СПИСОК ЗАДАНИЙ
1/ Ответьте по отрывку о приезде Сталина на фронт:
(а) В какой деревне ненадолго остановился поезд Верховного Главнокомандующего?
(б) Планом какой операции интересовался Сталин?
(в) Каким корпусом был усилен Калининский фронт накануне этой операции?
2/ Переведите на английский язык предложение из отрывка о приезде Сталина на фронт: «В канун Духовщинской операции Калининский фронт был усилен 3-м гвардейским кавалерийским корпусом».

ОТРЫВОК ДЛЯ ЧТЕНИЯ

----------

В первых числах августа пронесся слух о том, что к нам едет Верховный Главнокомандующий И. В. Сталин. И действительно, 5 августа он специальным поездом прибыл на наш фронт, ненадолго остановившись в деревне Хорошево под Ржевом. Туда был вызван генерал-полковник А. И. Еременко. Возвратившись обратно вечером, он собрал на временном пункте управления офицеров, которые были выделены для работы там в период подготовки к наступлению.

— Товарищ Сталин, — начал командующий фронтом, — разрешил мне сообщить вам о его приезде. Он интересовался планом Духовщинской операции, характером обороны противника...

Узнали мы, что фронт, по всей вероятности, будет усилен, что буквально в ближайшие дни к нам поступят крупные партии боеприпасов.

— Верховный Главнокомандующий придает большое значение Духовщинской операции, — закончил свой рассказ Андрей Иванович. — И я от имени всех нас заверил товарища Сталина, что Калининский фронт выполнит возлагаемые на него задачи.

В канун Духовщинской операции Калининский фронт был усилен 3-м гвардейским кавалерийским корпусом. Резко увеличился подвоз снарядов, мин, патронов.

----------

ИСХОДНЫЕ МАТЕРИАЛЫ
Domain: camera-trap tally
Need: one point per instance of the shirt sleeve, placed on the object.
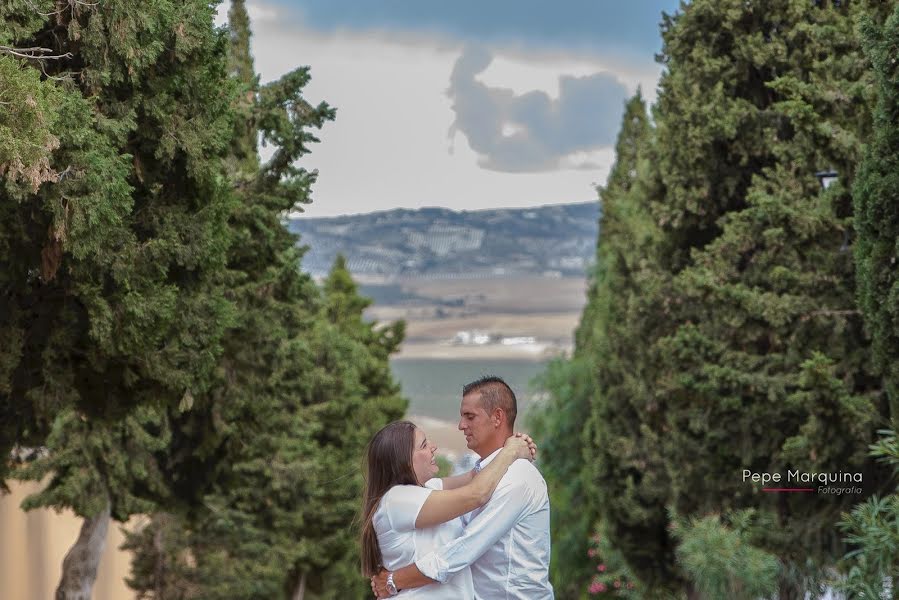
(507, 505)
(403, 503)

----------

ОТВЕТЫ К ЗАДАНИЯМ
1/
(а) В деревне Хорошево под Ржевом.
(б) Духовщинской операции.
(в) 3-м гвардейским кавалерийским корпусом.

2/ On the eve of the Dukhovshchina operation, the Kalinin Front was reinforced by the 3rd Guards Cavalry Corps.